From the film article below, extract verbatim the passage that begins at the words "In flashbacks, Wu" and ends after the words "Wu Sanxing (吴三省)".

Page extract:
:::::
In flashbacks, Wu recalls his memories of Zhang. The closing scene is a repetition of the scene where Wu and Zhang first met, except that when the two glance back at each other, Zhang sees Iron Mask and Wu sees the bronze masked figure.

==Cast==
- Luhan as Wu Xie (吴邪)
- Jing Boran as Zhang Qiling (张起灵)
- Ma Sichun as Ning (阿宁)
- Wang Jingchun as Wu Sanxing (吴三省)
- Vanni Corbellini as Hendrix
- Mallika Sherawat as Snake Empress
- Robert Gilabert Cuenca as Ning´s Mercenary

==Box office==
The film earned $5.8 million in Thursday previews, $24.1 million on its opening day and $70.8 million on its opening weekend ($64.6 million excluding previews) debuting in first place at the Chinese box office. It performed exceptionally well in IMAX where the film brought in $5 million for the opening weekend from 309 IMAX theaters, marking the largest IMAX opening of the summer for a Chinese local-language film, and the third biggest of all time, behind Mojin — The Lost Legend ($7.5 million) and Monster Hunt ($7.2 million). It had the largest circuit of theaters in the country by registering with over 85,000 screenings per day and the best per screen average, with close to $1,000 per screen, per day. Excluding previews, its weekend take was not only the biggest in China but the third biggest internationally, behind Suicide Squad and The Secret Life of Pets. The film's impressive Chinese opening weekend was helped by fans of young, popular stars Lu Han and Jing Boran, whose enthusiasm outweighed overwhelmingly negative reviews.
:::::
Recorded data:

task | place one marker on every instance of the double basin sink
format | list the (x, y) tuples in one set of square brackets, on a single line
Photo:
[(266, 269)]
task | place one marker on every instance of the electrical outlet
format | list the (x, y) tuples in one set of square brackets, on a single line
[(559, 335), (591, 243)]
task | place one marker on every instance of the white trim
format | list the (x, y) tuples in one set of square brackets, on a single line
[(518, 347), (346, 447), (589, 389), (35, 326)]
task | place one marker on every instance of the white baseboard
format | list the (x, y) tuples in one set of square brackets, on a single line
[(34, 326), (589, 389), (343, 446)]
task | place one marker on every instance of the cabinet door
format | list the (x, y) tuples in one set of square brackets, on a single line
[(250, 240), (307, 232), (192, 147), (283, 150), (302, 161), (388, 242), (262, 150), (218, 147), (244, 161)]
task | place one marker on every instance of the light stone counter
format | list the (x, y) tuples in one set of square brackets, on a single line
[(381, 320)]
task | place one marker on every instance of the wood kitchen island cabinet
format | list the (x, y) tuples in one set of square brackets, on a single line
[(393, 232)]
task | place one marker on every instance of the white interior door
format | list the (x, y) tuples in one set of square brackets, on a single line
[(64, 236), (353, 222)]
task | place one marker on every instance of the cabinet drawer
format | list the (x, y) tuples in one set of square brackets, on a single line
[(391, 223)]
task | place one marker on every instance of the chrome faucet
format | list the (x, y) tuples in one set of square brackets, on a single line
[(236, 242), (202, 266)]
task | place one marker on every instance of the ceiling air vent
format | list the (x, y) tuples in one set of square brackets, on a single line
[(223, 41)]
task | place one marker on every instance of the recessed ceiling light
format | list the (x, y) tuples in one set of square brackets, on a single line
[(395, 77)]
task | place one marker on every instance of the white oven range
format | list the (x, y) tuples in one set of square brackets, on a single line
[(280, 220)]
:::::
The response:
In flashbacks, Wu recalls his memories of Zhang. The closing scene is a repetition of the scene where Wu and Zhang first met, except that when the two glance back at each other, Zhang sees Iron Mask and Wu sees the bronze masked figure.

==Cast==
- Luhan as Wu Xie (吴邪)
- Jing Boran as Zhang Qiling (张起灵)
- Ma Sichun as Ning (阿宁)
- Wang Jingchun as Wu Sanxing (吴三省)